After 10 October 2003—the day the OC of Bandwan PS, district Purulia, who was heading a combat force to capture PW guerrillas was killed in a mine blast and subsequent encounter near Katagora jungle in Purulia—the police let loose a reign of terror in the Belpahari-Banshpahari area. A fact-finding team organised by the APDR visited the affected villages viz., Nanna, Katagora, Lotojhorna,Dulukdi, Gurpana and Bogudoba on 1 and 2 November 2003 and released a press statement on 5 November. In the name of arresting PW guerrillas, the police have been beating, terrorising and arresting people from several villages. Bibekananda Manki of Lotojhorna village was picked up from the road without informing the members of the family and beaten up in the Bandwan PS. The same was the fate of Gurupada Soren and Kunu Manki of the same village. In Dulukdi village, Madhu Singh was tied up with a bamboo pillar in front of his tea shop, beaten mercilessly by the combat force in the presence of his wife and mother, shot in the leg and the barrel of a gun was pushed into his mouth. These greyhounds did not spare even his wife Behula Singh and mother. They were pushed, slapped and humiliated. The police tried to take away their two-year-old baby Jayanta Singh from the lap of his mother. Madhu is in Purulia jail now.

From Gurpana village, many were arrested. The doors of Baneswar Murmu’s house were broken and the handful of things that they had were thrown all over the place. Sarat Murmu, whom the APDR team met in the village, was beaten with batons and boots on the head, neck and other parts of the body. Sombari Soren, the elder sister of Bhim Soren, reported that Bhim was picked up at about 10/11 in the morning, cruelley beaten in her presence and was accused of being a PW/MCC activist. He is in Purulia jail now. Sarat Murmu was beaten by the police and released on bail after languishing in the police lock-up and jail for 15 days.

The main brunt of the police onslaught, however, fell on the people of Bogudoba village of the Banshpahari area. This village is one of the remotest visited by the fact-finding team. When the APDR team went there, those who gathered were mostly women because a large number of men were forced to flee the village for fear of getting arrested. Many houses were lying vacant with doors wide open. The combat force have been coming to this village almost at regular intervals. Unable to find Baidyanath Kisku, they, as ‘badli arrest’ took his wife Ahladi away. Unable to nab Raimuni Soren, they beat up her mother Panumoni Soren. Unable to arrest Prahlad Baske, the police arrested his sister Maino Baske. Unable to get hold of Babulal Soren, they took away his 12-year-old son. When Babulal went to secure his son’s release, he himself was arrested. Among others who were arrested, were Bahadur Mandi, Dashma Tudu, Subal Kisku, Lakshan Kisku, Kanailal Kisku, Basudev Kisku, Sarat Murmu, Basi Baske and Kalipada Kisku. Kanailal and Basudev were brutally tortured in front of their house. Many people fled the village along with their children to escape police harassment, torture and arrest.

Like all reactionaries in history, the CPM is seeking to get rid of the crisis by maiming and persecuting people. Here there is no difference between the CPM and the BJP, between the CPM and the Congress or between CPM and the TDP of Andhra Pradesh and others. All of them are trusted agents of US imperialism and toe the line dictated by their foreign masters. But History is created not by the reactionaries, but by the people. The more they pursue a policy of oppression the more they are bound to face resistance from the people. And the greyhounds through which they persecute the people will themselves one day be hounded out of their lairs along with their masters and sent to their graves.

Dataset excerpts
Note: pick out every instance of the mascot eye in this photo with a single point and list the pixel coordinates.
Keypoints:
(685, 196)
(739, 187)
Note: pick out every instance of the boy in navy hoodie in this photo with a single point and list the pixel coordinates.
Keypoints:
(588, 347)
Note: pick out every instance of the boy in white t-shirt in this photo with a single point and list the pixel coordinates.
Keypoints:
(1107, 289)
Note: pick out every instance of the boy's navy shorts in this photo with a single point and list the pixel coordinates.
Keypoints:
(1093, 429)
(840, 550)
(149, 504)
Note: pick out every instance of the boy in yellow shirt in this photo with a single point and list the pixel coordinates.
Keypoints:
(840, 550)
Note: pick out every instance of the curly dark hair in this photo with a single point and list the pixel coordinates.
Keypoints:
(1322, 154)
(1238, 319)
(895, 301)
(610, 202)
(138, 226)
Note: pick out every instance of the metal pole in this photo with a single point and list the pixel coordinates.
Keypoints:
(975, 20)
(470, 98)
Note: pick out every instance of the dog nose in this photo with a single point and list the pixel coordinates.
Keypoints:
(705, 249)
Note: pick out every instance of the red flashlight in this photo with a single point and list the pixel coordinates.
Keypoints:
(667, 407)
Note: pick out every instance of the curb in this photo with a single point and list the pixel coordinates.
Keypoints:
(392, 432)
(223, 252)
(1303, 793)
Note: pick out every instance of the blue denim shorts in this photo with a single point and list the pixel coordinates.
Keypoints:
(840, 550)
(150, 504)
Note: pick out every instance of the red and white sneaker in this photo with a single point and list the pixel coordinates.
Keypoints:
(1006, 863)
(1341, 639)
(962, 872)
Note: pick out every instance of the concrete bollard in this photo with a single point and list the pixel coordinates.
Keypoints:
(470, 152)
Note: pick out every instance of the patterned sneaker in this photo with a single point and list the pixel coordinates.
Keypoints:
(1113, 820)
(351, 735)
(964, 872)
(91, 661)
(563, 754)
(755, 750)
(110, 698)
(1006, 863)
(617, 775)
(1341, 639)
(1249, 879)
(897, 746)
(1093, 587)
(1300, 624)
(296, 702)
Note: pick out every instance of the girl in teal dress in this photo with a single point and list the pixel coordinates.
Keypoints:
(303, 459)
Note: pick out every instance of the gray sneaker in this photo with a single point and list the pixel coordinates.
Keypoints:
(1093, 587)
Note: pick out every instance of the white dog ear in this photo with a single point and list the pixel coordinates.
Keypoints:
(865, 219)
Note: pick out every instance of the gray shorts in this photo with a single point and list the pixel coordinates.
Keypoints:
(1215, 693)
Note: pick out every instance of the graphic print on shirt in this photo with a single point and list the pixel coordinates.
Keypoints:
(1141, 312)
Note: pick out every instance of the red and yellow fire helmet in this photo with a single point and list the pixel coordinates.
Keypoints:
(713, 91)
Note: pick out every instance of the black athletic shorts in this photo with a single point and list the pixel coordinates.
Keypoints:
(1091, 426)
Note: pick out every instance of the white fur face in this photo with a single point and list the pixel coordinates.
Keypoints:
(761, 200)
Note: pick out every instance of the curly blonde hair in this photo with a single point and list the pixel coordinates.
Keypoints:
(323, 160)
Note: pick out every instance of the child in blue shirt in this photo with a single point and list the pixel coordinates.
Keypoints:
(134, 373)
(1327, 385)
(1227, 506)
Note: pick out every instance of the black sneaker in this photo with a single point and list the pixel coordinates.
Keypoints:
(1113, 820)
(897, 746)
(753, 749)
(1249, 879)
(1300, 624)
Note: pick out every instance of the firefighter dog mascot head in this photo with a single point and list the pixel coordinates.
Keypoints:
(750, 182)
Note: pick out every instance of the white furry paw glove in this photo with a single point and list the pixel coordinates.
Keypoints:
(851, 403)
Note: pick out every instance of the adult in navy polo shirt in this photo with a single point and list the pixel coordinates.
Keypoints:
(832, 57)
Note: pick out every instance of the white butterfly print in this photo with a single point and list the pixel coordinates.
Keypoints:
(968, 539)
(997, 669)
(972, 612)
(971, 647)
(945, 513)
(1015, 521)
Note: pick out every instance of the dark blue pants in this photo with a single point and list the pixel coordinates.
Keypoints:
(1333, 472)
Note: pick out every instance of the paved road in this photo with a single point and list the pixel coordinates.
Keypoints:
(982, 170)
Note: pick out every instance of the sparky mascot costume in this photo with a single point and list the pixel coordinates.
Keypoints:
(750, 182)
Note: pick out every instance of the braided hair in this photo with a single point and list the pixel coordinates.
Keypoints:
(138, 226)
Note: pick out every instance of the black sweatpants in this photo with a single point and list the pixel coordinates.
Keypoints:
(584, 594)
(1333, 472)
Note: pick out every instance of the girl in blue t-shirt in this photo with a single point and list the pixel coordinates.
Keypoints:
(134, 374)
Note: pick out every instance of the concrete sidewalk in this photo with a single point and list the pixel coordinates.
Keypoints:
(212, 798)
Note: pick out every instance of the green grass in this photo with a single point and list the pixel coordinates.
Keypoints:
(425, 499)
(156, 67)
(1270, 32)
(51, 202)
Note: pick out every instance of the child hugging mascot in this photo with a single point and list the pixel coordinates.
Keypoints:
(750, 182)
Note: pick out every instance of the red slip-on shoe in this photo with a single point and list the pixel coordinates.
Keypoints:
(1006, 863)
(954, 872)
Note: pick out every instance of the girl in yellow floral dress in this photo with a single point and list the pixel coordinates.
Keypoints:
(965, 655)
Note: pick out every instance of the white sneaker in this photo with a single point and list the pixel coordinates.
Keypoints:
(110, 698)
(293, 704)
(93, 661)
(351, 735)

▶ **WHAT THE TASK ASKS**:
Echo the police-repression passage word for word, from "Like all reactionaries" to "to their graves.". You can set the records aside; nothing here depends on them.

▶ **EXERCISE RESULT**:
Like all reactionaries in history, the CPM is seeking to get rid of the crisis by maiming and persecuting people. Here there is no difference between the CPM and the BJP, between the CPM and the Congress or between CPM and the TDP of Andhra Pradesh and others. All of them are trusted agents of US imperialism and toe the line dictated by their foreign masters. But History is created not by the reactionaries, but by the people. The more they pursue a policy of oppression the more they are bound to face resistance from the people. And the greyhounds through which they persecute the people will themselves one day be hounded out of their lairs along with their masters and sent to their graves.